■ **Exercise details**
Turn the material below into a numbered list, skipping any blank lines.

(Excerpts of location labeling data)
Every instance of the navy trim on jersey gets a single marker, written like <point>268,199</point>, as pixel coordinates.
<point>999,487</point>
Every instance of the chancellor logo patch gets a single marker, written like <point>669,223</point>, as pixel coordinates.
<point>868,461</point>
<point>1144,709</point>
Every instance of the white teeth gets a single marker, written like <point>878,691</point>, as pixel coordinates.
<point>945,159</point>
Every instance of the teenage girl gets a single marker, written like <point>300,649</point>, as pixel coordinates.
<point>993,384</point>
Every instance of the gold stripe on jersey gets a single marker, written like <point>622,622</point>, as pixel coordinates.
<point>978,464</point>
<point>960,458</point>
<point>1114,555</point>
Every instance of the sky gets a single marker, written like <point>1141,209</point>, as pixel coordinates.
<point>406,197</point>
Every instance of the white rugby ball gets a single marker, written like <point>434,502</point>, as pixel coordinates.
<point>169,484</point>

■ **Task result**
1. Every instance of the navy trim on jersey gets a single marker, written like <point>268,199</point>, as pixel coordinates.
2. <point>999,487</point>
3. Every instance of the chancellor logo patch gets a single marker, written like <point>669,223</point>, as pixel coordinates.
4. <point>868,461</point>
5. <point>1144,709</point>
6. Every instance of the white teeth gets a single marker, written like <point>878,691</point>, as pixel coordinates.
7. <point>945,159</point>
8. Every instance of the teenage girl gets a single marker, written like <point>300,649</point>, as pixel coordinates.
9. <point>993,384</point>
10. Every instance of the gold stripe on jersey gets a single marker, written like <point>622,622</point>, as pixel coordinates.
11. <point>978,464</point>
12. <point>960,458</point>
13. <point>1114,555</point>
14. Every instance of the sky gets a single marker, written like <point>1141,209</point>, as pixel coordinates.
15. <point>406,197</point>
16. Every instance of the white rugby ball gets a single marker, written like <point>434,502</point>, as pixel coordinates.
17. <point>169,484</point>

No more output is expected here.